Dataset entries
┏━━
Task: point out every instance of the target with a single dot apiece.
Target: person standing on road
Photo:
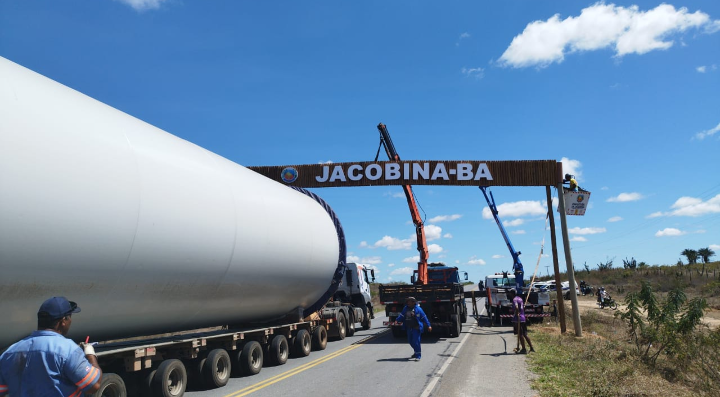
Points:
(46, 363)
(413, 319)
(519, 319)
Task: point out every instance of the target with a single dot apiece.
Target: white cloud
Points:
(600, 26)
(691, 206)
(517, 209)
(478, 73)
(371, 260)
(434, 249)
(704, 134)
(587, 230)
(432, 232)
(572, 167)
(402, 271)
(475, 261)
(142, 5)
(625, 197)
(393, 243)
(444, 218)
(669, 231)
(514, 222)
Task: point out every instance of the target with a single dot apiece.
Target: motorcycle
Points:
(608, 302)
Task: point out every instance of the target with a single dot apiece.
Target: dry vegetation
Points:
(609, 361)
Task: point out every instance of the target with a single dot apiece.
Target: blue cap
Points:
(57, 307)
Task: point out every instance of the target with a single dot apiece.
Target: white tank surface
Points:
(145, 231)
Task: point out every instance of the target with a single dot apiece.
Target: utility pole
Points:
(568, 255)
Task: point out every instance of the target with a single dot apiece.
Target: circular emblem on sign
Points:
(289, 175)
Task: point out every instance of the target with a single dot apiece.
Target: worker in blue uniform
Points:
(414, 320)
(52, 365)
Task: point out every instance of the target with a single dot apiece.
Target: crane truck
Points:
(497, 285)
(437, 288)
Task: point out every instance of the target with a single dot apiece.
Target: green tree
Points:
(691, 254)
(706, 254)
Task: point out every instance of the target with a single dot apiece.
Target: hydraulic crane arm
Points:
(417, 219)
(517, 264)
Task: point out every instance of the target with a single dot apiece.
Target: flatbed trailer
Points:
(444, 305)
(165, 365)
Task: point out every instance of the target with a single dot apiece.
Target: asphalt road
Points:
(480, 361)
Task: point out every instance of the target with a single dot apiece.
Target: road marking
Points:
(445, 366)
(277, 378)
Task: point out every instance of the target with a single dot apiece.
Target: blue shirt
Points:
(419, 315)
(46, 364)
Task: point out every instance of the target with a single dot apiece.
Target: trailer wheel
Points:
(302, 343)
(216, 369)
(278, 350)
(366, 318)
(319, 338)
(111, 385)
(250, 359)
(456, 327)
(342, 329)
(350, 326)
(170, 379)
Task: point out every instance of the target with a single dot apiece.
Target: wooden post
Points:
(556, 266)
(568, 256)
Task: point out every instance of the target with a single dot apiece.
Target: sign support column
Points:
(556, 266)
(568, 256)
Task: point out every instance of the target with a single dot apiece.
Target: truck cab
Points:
(497, 303)
(351, 303)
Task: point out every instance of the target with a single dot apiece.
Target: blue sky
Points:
(625, 93)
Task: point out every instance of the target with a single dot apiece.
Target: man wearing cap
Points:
(46, 363)
(413, 318)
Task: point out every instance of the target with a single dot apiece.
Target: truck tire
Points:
(250, 359)
(350, 325)
(342, 327)
(216, 369)
(319, 340)
(170, 379)
(367, 322)
(302, 343)
(278, 350)
(456, 326)
(111, 385)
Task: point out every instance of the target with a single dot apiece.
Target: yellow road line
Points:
(292, 372)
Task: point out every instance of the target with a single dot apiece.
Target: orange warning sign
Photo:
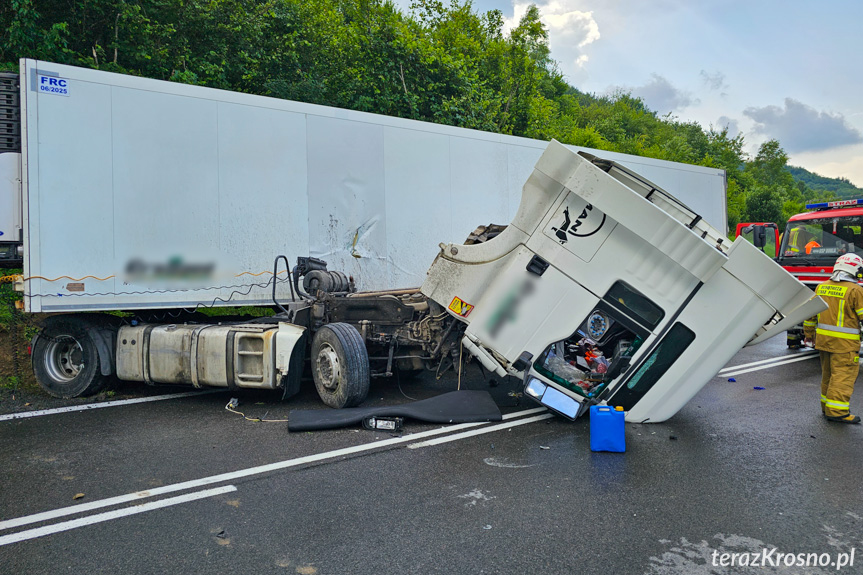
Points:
(461, 308)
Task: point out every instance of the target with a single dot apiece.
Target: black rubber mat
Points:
(465, 406)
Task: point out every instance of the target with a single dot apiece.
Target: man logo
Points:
(588, 222)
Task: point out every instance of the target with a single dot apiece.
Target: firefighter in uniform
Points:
(836, 333)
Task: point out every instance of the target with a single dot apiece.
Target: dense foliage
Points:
(440, 63)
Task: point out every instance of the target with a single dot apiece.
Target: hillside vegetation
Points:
(443, 63)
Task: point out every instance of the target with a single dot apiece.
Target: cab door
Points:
(763, 235)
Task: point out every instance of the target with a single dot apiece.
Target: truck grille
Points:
(10, 113)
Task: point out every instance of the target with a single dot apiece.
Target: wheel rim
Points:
(64, 359)
(329, 367)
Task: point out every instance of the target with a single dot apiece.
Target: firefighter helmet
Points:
(850, 263)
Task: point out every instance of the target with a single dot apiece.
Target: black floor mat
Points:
(465, 406)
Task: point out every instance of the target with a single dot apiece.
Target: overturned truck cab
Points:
(606, 289)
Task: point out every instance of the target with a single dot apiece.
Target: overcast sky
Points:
(783, 69)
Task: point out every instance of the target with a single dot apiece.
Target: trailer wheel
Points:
(65, 360)
(340, 365)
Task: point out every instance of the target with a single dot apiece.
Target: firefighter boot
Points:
(843, 418)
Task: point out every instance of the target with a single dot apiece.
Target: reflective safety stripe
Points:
(838, 334)
(831, 291)
(838, 331)
(837, 404)
(838, 328)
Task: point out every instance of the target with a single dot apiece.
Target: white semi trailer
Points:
(156, 198)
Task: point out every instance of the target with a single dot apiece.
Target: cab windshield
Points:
(821, 241)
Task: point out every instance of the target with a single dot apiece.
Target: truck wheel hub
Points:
(64, 359)
(329, 367)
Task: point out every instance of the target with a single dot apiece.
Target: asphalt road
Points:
(737, 471)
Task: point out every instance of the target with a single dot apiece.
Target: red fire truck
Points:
(811, 243)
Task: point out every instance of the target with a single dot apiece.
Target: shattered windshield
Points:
(824, 239)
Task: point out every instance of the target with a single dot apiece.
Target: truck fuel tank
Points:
(241, 356)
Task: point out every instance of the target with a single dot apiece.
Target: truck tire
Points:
(66, 361)
(340, 365)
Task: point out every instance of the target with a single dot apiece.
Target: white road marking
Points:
(109, 515)
(768, 366)
(27, 414)
(84, 507)
(466, 434)
(806, 354)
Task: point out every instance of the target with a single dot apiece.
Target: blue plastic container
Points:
(606, 429)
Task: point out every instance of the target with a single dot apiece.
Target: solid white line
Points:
(792, 360)
(466, 434)
(27, 414)
(83, 507)
(109, 515)
(771, 360)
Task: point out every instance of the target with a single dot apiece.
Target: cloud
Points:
(715, 82)
(660, 95)
(801, 128)
(732, 125)
(570, 31)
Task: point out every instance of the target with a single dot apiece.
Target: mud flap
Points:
(291, 343)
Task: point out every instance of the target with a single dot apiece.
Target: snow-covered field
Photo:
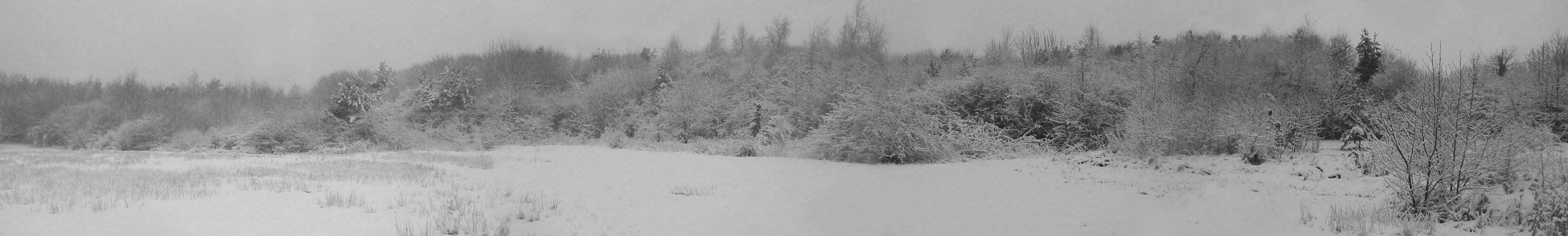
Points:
(577, 190)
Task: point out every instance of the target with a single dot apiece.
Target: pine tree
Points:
(1371, 61)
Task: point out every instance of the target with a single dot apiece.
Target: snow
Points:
(606, 191)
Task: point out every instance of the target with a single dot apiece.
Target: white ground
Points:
(606, 191)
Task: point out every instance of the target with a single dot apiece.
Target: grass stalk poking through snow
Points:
(692, 190)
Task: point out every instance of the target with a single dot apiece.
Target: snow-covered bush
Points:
(899, 127)
(1441, 143)
(140, 135)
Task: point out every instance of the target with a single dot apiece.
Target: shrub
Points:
(902, 127)
(1440, 143)
(278, 136)
(140, 135)
(76, 125)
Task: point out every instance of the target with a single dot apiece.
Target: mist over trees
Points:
(841, 96)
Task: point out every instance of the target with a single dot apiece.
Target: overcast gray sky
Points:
(295, 41)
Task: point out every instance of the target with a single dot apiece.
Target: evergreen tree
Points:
(1371, 61)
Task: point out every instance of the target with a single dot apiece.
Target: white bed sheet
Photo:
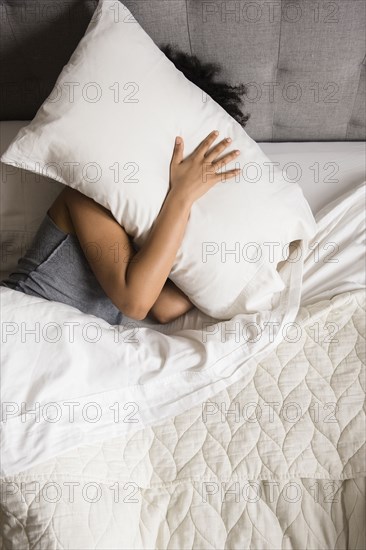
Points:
(156, 373)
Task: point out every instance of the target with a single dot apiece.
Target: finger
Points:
(205, 144)
(226, 158)
(178, 150)
(228, 175)
(214, 152)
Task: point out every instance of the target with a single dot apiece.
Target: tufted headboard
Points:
(302, 60)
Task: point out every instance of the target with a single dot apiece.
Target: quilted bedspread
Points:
(275, 461)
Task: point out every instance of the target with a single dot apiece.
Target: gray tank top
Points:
(55, 268)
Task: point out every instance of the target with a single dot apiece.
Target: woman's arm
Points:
(132, 281)
(171, 303)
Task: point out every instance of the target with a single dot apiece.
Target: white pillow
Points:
(120, 85)
(24, 200)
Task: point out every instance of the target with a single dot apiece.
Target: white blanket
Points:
(86, 381)
(276, 460)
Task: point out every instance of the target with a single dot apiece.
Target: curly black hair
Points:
(202, 74)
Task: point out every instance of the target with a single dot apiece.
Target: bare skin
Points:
(137, 282)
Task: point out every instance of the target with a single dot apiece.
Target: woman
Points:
(82, 256)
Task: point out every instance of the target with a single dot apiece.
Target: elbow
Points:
(134, 311)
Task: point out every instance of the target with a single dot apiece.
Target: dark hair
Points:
(202, 74)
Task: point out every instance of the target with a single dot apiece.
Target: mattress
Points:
(202, 442)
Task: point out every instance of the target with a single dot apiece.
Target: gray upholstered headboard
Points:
(302, 60)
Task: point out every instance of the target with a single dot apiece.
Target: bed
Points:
(177, 435)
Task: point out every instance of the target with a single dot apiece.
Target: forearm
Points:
(147, 273)
(171, 303)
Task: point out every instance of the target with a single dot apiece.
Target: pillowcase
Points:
(108, 130)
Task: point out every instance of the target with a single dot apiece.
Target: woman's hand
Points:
(196, 174)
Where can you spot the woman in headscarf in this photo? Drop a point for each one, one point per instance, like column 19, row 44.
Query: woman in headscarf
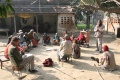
column 107, row 60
┗━━
__GIVEN TASK__. Give again the lines from the line that contains "Where can you" through the last line of the material above, exactly and with both ends included. Omit the pictures.

__RESULT OF THE EXERCISE__.
Where can you spot the woman in headscarf in this photo? Drop a point for each one, one point per instance, like column 19, row 44.
Query: woman in headscarf
column 107, row 60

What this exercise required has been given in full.